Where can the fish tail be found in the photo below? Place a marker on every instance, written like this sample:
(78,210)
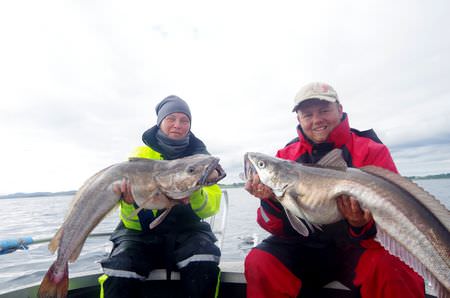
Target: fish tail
(55,284)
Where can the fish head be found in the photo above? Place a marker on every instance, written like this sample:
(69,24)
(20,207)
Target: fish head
(272,171)
(186,175)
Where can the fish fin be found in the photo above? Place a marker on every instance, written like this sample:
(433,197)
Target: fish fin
(55,284)
(76,252)
(430,202)
(333,160)
(54,243)
(398,250)
(297,224)
(160,218)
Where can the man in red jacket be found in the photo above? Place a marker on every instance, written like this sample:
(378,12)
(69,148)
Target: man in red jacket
(287,264)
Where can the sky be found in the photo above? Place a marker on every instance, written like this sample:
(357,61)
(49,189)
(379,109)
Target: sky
(79,80)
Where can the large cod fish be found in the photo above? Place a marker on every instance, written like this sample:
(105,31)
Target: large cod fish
(411,223)
(155,184)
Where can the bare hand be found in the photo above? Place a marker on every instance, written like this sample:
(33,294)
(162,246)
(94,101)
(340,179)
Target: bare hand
(259,190)
(352,211)
(124,191)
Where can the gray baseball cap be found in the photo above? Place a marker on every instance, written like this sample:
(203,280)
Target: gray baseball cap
(317,90)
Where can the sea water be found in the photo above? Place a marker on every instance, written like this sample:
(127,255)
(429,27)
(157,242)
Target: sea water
(40,217)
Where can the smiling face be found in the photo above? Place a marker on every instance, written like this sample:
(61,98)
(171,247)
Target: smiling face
(318,118)
(176,126)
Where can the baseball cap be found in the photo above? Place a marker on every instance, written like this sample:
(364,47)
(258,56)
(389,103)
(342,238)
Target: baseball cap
(317,90)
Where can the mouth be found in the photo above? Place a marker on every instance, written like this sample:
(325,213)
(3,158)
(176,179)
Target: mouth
(213,174)
(249,169)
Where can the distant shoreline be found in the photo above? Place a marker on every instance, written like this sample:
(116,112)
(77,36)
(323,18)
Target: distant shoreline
(224,186)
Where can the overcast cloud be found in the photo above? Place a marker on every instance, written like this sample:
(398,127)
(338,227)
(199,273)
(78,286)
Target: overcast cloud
(80,79)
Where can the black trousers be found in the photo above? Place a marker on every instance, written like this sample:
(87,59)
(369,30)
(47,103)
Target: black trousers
(198,277)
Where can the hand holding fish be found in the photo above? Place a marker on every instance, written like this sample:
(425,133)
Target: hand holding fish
(352,211)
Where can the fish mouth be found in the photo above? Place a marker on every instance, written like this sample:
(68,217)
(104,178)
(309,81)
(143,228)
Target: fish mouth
(207,179)
(249,168)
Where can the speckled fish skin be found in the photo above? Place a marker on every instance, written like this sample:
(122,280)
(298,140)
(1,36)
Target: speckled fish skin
(411,223)
(151,182)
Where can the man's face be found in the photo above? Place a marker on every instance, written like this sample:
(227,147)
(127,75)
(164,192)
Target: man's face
(176,126)
(318,118)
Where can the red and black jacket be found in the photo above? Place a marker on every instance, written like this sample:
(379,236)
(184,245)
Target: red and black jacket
(359,149)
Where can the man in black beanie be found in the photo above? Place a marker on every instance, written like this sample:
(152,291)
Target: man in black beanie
(182,241)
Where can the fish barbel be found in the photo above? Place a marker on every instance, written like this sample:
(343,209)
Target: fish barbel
(411,223)
(155,184)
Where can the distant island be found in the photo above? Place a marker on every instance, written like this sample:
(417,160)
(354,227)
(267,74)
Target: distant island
(223,186)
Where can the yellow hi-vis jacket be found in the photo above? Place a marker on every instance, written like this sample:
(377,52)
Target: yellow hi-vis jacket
(205,202)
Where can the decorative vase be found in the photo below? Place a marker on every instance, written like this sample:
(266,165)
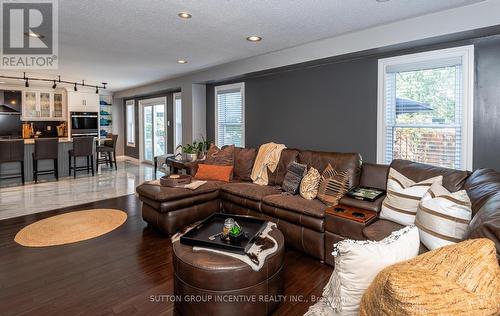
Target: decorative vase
(191,157)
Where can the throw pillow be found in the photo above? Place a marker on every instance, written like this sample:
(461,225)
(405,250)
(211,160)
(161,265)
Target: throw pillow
(214,172)
(357,263)
(403,195)
(443,217)
(221,157)
(333,185)
(309,184)
(460,279)
(294,174)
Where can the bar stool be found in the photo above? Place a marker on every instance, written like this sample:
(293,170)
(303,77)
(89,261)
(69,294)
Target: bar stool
(109,150)
(45,149)
(82,147)
(12,151)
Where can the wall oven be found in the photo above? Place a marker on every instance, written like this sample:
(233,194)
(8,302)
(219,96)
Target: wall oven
(84,124)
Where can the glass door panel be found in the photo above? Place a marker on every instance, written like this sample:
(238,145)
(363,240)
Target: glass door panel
(30,104)
(160,135)
(148,133)
(45,104)
(154,129)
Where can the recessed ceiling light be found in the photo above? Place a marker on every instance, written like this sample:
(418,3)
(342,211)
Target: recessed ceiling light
(184,15)
(254,38)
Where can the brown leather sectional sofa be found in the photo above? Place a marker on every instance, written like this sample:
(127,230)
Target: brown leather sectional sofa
(301,221)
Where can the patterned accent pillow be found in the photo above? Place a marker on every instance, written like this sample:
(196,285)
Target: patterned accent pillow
(443,217)
(309,184)
(221,157)
(294,174)
(403,195)
(333,185)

------------------------

**EXERCISE AIM**
Pictures in the records should not appear in your copy, but everything else must be transcribed exactly.

**COMPLETE ANSWER**
Where can the fish tail be found in the photo below? Place a marker on every instance, written like this sample:
(78,210)
Target: fish tail
(55,284)
Where can the fish head be found in the photo above? Place a marker on every instance, written like this sample:
(69,24)
(20,207)
Target: fish head
(272,171)
(186,175)
Where can the fish fin be found in the photo above? Place a marker on every instance, written like this sample:
(433,197)
Target: fish fin
(55,284)
(76,252)
(430,202)
(333,160)
(54,243)
(398,250)
(297,224)
(160,218)
Where can the man in red jacket be found in the photo above? Place a marker on every instance, written like this sample:
(378,12)
(69,148)
Target: man in red jacket
(287,264)
Where can the sky be found in the photo above? Place a marker on every instance, written like this sample:
(357,61)
(49,189)
(379,109)
Target: sky
(79,80)
Where can the large cod fish be found in the photo above? Place a marker on every instance, written like this sample:
(105,31)
Target: large cod fish
(411,223)
(155,184)
Where can the bare hand be found in the photo above? Place a marker on every instance, written like this sample:
(33,294)
(162,246)
(94,101)
(340,179)
Target: bare hand
(259,190)
(352,211)
(124,191)
Where can the gray baseball cap be found in the photo above? Place a marker on every instance, written like this sample:
(203,280)
Target: gray baseball cap
(317,90)
Where can the sea water be found in the photo above? Place a marker on every instance, written like this sample:
(127,255)
(429,27)
(157,242)
Target: sea water
(40,217)
Where can the smiling face be found in the photo above? Place a marker on every instance, written like this sample:
(61,98)
(171,247)
Target: smiling face
(318,118)
(176,126)
Where can the baseball cap be found in the photo above? Place a marker on every instance, written like this sample:
(364,47)
(258,56)
(389,103)
(342,238)
Target: baseball cap
(317,90)
Where can the mouth be found in the photo above? Place a marker on every instance, written like this sample:
(325,213)
(3,158)
(176,179)
Target: mouth
(213,174)
(249,169)
Where can the distant shoreline be found in the photo above? Place a marker on every instance, written like this sample:
(116,112)
(77,36)
(323,18)
Target: distant shoreline
(224,186)
Where can the overcast cloud be found in the photo above? Place a marker on every instance, written like this sample:
(398,127)
(338,227)
(199,273)
(78,286)
Target: overcast cloud
(80,79)
Where can the black trousers be found in the photo above? Place a marker on every instance, written like this sample:
(87,59)
(369,30)
(47,103)
Target: black trousers
(198,277)
Where can the hand holding fish be found in the photo above? Place a marker on every instance, written like this sample:
(425,133)
Target: hand holding fish
(352,211)
Where can the fish mouth be found in the photo above? Place a marker on every instance, written like this sample:
(68,217)
(104,178)
(309,81)
(143,228)
Target: fish mouth
(207,179)
(249,168)
Where can the speckled fish skin be found in the photo above? Place a marker on every instance, written like this sample:
(122,280)
(298,140)
(1,36)
Target: speckled fish skin
(411,223)
(151,182)
Where can the man's face be found in the photo above? Place a marker on every instance, written like this sample:
(227,147)
(127,75)
(164,192)
Target: man's face
(176,126)
(318,118)
Where can the red and black jacket be found in the photo above? Place a marker on every instance, written like this sample:
(379,236)
(184,245)
Target: red and black jacket
(359,149)
Where can the man in black beanie be found in the photo above? Place a marker on every instance, written like this sample:
(152,291)
Target: man in black beanie
(182,241)
Where can the fish barbel be found in the photo above? Place a marker on every instance, written like this sample:
(343,209)
Target: fish barbel
(411,223)
(155,184)
Where can the distant island be found in the photo above? Place a marker on every instance, written like this sample:
(417,160)
(354,227)
(267,74)
Target: distant island
(223,186)
Where can the yellow hi-vis jacket be found in the photo above? Place a marker on every instance, written like this sample:
(377,52)
Target: yellow hi-vis jacket
(205,202)
Where can the decorative vase be found in the photo below? Place a marker on every instance, written like this sample:
(266,165)
Target: decorative vase
(191,157)
Where can the throw pillow be found in the photo above? Place a marker on every instance, written like this sample:
(461,225)
(405,250)
(211,160)
(161,265)
Target: throw pillow
(214,172)
(357,263)
(403,195)
(443,217)
(221,157)
(333,185)
(309,184)
(460,279)
(294,174)
Where can the bar stool be found in the photo above? Place a marker on every instance, written like this sample:
(293,170)
(303,77)
(89,261)
(69,294)
Target: bar stool
(109,150)
(45,149)
(82,147)
(12,151)
Where can the wall oven be found in the photo above? Place a marker on every instance, written like this sample:
(233,194)
(8,302)
(219,96)
Target: wall oven
(84,124)
Where can the glass door panel be found in the photo above? Place a marker on every instance, written like this sample:
(238,145)
(363,240)
Target: glass door panel
(30,104)
(160,135)
(148,133)
(45,104)
(154,129)
Where can the recessed ceiling light be found in the photo above? Place a marker on every instance, written like this sample:
(418,3)
(342,211)
Target: recessed ceiling light
(184,15)
(254,38)
Where can the brown leather sectional sofa be found in the photo above? Place a marker on every instance, written like this sample:
(127,230)
Target: brown leather sectional sofa
(301,221)
Where can the patterned accent pillow be found in the photo above? Place a marker on every instance, written like this sample:
(196,285)
Target: patterned accent pillow
(443,217)
(309,184)
(221,157)
(294,174)
(403,195)
(333,185)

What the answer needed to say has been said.